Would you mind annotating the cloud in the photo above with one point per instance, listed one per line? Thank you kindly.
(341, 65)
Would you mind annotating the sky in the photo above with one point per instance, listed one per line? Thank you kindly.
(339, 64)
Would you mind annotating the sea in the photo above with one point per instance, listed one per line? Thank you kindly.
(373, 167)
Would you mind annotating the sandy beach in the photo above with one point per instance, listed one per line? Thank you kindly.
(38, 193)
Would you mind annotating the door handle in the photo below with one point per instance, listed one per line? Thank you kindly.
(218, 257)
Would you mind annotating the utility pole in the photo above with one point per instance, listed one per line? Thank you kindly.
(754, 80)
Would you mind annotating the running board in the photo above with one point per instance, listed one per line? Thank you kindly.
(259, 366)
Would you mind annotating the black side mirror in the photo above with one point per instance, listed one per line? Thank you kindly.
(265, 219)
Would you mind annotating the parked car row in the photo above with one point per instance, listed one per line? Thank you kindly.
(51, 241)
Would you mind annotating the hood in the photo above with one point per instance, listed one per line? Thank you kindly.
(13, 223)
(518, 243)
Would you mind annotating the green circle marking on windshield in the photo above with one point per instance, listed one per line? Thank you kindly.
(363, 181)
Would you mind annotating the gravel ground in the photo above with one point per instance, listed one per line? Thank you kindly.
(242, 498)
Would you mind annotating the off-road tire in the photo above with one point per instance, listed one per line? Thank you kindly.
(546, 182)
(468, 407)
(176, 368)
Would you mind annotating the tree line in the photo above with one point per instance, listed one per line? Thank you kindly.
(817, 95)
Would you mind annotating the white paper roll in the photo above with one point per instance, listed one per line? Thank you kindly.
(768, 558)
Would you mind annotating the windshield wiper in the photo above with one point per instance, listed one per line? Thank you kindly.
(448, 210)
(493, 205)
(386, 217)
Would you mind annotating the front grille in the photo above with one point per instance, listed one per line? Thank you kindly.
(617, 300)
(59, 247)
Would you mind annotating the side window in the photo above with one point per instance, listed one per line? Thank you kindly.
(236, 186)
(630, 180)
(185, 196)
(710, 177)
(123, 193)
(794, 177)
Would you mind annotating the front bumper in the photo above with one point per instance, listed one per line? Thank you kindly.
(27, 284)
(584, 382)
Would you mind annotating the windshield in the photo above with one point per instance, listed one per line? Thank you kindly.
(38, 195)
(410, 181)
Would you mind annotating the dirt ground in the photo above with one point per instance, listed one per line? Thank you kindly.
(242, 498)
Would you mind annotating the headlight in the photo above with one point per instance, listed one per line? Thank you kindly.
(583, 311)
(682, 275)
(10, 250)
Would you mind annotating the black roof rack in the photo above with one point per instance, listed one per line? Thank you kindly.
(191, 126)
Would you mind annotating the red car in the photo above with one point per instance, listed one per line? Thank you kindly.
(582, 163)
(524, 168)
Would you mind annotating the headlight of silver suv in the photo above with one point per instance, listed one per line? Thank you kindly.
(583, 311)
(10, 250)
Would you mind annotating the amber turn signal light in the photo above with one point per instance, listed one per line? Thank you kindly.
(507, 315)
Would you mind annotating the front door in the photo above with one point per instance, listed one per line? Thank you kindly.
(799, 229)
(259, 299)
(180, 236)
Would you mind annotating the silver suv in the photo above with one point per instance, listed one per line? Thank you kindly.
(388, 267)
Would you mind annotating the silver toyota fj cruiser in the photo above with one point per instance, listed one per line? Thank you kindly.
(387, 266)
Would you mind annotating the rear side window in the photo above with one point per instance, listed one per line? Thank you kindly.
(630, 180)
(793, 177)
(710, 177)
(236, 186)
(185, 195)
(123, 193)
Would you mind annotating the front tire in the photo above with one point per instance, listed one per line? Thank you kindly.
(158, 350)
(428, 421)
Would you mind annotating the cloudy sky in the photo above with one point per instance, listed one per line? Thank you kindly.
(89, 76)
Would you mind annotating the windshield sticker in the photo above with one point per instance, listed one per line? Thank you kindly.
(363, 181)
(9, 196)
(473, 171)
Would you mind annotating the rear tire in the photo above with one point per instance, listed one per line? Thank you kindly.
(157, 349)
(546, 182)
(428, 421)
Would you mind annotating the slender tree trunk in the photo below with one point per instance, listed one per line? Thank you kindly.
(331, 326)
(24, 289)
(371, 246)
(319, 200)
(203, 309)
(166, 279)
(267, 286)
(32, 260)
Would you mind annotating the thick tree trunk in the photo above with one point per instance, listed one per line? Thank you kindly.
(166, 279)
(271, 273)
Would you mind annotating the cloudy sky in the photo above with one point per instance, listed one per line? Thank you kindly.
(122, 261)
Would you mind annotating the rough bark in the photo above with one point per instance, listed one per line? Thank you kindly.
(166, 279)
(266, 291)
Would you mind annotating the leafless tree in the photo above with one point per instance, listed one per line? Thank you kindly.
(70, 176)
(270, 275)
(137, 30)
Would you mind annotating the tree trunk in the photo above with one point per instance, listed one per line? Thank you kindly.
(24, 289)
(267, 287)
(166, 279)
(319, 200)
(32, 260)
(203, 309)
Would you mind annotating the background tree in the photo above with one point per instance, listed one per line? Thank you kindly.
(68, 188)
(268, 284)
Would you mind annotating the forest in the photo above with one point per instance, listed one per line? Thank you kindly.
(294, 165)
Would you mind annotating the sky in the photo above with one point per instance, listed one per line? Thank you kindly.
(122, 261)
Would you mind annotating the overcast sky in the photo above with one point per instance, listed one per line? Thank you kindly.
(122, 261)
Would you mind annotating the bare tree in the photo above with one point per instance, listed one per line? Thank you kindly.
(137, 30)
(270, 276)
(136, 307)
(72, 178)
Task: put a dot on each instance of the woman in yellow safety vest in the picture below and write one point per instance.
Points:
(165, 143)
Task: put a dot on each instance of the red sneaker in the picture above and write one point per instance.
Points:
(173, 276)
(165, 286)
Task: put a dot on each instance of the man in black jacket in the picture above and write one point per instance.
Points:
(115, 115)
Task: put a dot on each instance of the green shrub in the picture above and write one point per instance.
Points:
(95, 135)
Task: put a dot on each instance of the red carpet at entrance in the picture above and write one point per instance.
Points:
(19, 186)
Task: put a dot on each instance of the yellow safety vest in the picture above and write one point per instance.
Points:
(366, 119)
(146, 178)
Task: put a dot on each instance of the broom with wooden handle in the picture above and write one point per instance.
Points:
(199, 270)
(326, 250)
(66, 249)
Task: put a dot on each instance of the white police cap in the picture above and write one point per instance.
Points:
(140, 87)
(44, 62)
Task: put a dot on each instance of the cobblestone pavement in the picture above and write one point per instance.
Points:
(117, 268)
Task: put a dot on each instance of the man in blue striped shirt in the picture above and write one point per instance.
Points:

▸ GOAL OF THE EXERCISE: Beginning with the line that contains "Would you mind annotating the bare", repeat every line through the end of the records and nothing more.

▸ EXPECTED ANSWER:
Would you mind annotating the bare tree in the photo above with one point per instance, listed one per line? Thank you kindly.
(137, 30)
(270, 276)
(136, 307)
(72, 178)
Task: put a dot on each instance of the woman in yellow safety vest in the picture below and write one point per instance.
Points:
(165, 143)
Task: put a dot on each instance of the red sneaker in the picture above and write one point per instance.
Points:
(173, 276)
(165, 286)
Task: put a dot on each instance of the man in black jacket in the picture above and write one point per instance.
Points:
(115, 115)
Task: put a dot on each instance of the green shrub in the picture above and write one point per instance.
Points:
(95, 135)
Task: put a dot on each instance of the red carpet at entrance in the picture above and write one point per instance.
Points:
(19, 186)
Task: put a dot on each instance of the yellow safety vest in the picture above and write one point per instance.
Points:
(366, 119)
(146, 178)
Task: put a dot on each instance of the broom with wooden handle in the picture above and write one point per instance.
Points:
(199, 270)
(326, 250)
(66, 249)
Task: put a dot on each instance of the white police cap in the picture above and write one point per instance.
Points:
(140, 87)
(44, 62)
Task: put a dot on each instance of the cobblestone pavement in the picture above and write one point per instance.
Points:
(117, 268)
Task: put a dot on each instance of the man in blue striped shirt in the picture above and write one point per instance.
Points:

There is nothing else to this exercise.